▶ Exercise brief
Answer these questions from the referendum speech:
(a) What does the opening paragraph say Prime Minister Howard should speak out on?
(b) In which month are Australians to vote, according to the first point of the appeal?
(c) What organization is David Flint the Convener of?

If Mr. Howard, the monarchist, were only concerned to defeat the referendum he would say nothing on the subject of direct election. But Mr. Howard, the Prime Minister, should be concerned to show leadership on this issue and give Australians the benefit of his many years of parliamentary experience. Prime Minister Howard should speak out on the dangers of direct election, often and loudly.

So our appeal to the Prime Minister is threefold and it asks nothing of him but that to which the people of Australia are entitled:

  • A comprehensive and objective public information effort to ensure that all Australians know what they are being asked to vote upon in November.

  • A fair question which does not mislead Australians, and

  • That rather than playing a partisan role, tempering every statement by reference to whether it will support the No case, he gives the Australian people the benefit of his opinions so that they know what their Prime Minister believes about the issues in the debate.

But leadership is required from all of us, and that includes the protagonists in this debate, two of whom are here with us today. You will shortly hear from David Flint who is the Convener of Australians for Constitutional Monarchy. Mr. Flint has been lately critical of the referendum proposal because it provides, he says, that the Prime Minister can dismiss the President "more easily than his cook."

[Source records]

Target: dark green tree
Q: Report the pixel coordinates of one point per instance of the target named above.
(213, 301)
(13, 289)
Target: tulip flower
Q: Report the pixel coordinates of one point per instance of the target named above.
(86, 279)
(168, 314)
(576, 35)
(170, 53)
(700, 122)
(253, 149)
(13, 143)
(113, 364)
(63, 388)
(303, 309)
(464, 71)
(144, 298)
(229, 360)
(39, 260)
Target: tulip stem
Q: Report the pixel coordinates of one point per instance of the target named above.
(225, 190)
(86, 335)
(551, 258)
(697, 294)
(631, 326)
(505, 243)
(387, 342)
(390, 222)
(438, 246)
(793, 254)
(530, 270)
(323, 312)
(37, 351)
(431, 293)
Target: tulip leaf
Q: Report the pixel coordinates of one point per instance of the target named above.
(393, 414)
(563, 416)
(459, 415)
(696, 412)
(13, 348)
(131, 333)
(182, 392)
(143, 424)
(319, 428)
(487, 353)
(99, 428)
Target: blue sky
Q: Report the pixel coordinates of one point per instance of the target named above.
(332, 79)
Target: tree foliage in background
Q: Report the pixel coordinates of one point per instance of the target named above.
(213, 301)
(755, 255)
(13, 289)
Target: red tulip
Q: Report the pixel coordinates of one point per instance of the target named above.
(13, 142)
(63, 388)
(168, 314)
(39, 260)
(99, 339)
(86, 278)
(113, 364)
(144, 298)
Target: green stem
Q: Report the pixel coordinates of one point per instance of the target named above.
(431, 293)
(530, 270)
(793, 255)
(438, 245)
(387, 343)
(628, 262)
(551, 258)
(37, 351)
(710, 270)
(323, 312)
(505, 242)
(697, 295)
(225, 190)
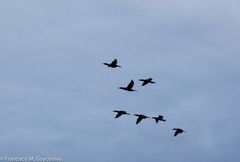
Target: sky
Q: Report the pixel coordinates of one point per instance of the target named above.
(57, 98)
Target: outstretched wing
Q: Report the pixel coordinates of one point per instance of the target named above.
(130, 85)
(118, 115)
(144, 83)
(176, 133)
(138, 120)
(114, 62)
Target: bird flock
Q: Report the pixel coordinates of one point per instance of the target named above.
(129, 87)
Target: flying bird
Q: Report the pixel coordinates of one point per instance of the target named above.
(120, 113)
(140, 117)
(146, 81)
(178, 131)
(113, 64)
(129, 87)
(159, 118)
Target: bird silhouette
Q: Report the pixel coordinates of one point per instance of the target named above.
(157, 119)
(113, 64)
(120, 113)
(146, 81)
(129, 87)
(140, 117)
(178, 131)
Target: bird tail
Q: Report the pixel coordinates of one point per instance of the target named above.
(106, 64)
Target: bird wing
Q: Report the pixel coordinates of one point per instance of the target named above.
(156, 119)
(144, 83)
(114, 62)
(176, 133)
(118, 115)
(138, 120)
(130, 85)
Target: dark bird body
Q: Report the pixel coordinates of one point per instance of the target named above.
(113, 64)
(129, 87)
(146, 81)
(140, 117)
(120, 113)
(178, 131)
(159, 118)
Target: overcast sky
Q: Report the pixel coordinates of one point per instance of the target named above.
(56, 97)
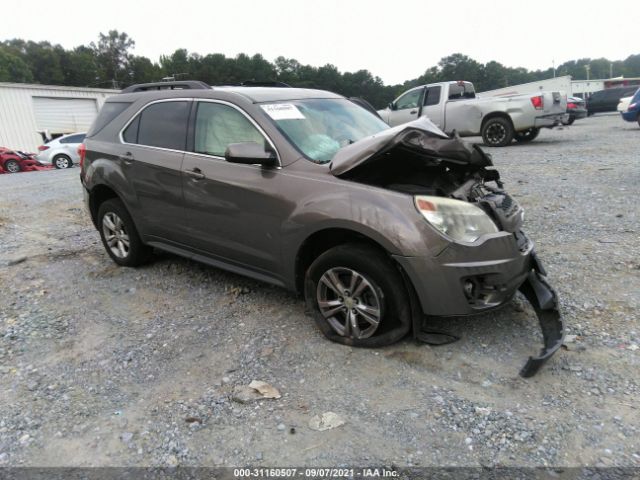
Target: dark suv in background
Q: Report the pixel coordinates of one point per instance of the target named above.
(607, 100)
(376, 226)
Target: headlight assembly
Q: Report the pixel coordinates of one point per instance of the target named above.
(458, 220)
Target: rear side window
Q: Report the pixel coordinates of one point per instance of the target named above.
(161, 125)
(218, 125)
(108, 112)
(74, 139)
(409, 100)
(433, 96)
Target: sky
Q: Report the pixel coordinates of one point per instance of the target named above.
(396, 40)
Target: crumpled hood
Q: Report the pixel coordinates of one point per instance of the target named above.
(420, 136)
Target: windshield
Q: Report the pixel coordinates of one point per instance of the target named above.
(320, 127)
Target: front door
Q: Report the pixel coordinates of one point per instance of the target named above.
(406, 108)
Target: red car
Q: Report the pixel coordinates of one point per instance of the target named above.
(12, 161)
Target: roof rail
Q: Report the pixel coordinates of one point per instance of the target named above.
(257, 83)
(176, 85)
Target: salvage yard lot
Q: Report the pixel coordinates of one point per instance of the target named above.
(101, 365)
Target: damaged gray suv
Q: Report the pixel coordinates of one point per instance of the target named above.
(379, 228)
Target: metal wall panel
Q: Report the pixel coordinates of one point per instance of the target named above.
(18, 125)
(64, 115)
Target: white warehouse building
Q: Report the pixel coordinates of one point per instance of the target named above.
(31, 113)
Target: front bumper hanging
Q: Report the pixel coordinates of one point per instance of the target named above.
(544, 301)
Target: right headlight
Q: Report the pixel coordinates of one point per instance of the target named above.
(458, 220)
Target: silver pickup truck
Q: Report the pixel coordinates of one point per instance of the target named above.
(455, 106)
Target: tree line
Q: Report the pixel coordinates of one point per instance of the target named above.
(110, 63)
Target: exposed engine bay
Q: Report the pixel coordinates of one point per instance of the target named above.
(425, 162)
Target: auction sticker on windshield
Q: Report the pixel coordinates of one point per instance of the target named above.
(283, 111)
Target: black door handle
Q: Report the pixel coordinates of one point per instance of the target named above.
(127, 158)
(196, 173)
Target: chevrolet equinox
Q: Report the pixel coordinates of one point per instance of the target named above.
(379, 228)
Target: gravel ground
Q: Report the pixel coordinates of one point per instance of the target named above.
(102, 366)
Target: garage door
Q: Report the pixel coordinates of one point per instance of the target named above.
(64, 115)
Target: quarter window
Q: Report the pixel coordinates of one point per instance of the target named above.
(161, 125)
(73, 139)
(433, 96)
(409, 100)
(218, 125)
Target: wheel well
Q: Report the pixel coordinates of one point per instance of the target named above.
(320, 242)
(494, 115)
(97, 196)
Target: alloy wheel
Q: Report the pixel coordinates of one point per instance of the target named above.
(62, 162)
(115, 235)
(496, 133)
(349, 303)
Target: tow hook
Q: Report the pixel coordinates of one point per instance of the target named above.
(544, 301)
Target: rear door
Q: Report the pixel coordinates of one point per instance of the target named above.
(407, 107)
(70, 146)
(153, 148)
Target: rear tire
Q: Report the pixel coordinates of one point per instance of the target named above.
(358, 297)
(62, 162)
(12, 166)
(120, 236)
(497, 132)
(526, 135)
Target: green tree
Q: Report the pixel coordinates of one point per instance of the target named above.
(13, 68)
(80, 67)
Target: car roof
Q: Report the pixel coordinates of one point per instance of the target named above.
(253, 94)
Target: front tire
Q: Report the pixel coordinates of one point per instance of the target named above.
(358, 297)
(497, 132)
(120, 236)
(12, 166)
(62, 162)
(526, 135)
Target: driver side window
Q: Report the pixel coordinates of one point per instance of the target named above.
(409, 100)
(218, 125)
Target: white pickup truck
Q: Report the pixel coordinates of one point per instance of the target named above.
(455, 106)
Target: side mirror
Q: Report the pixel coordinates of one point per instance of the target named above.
(250, 153)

▶ Exercise output
(a) The dangers of direct election
(b) November
(c) Australians for Constitutional Monarchy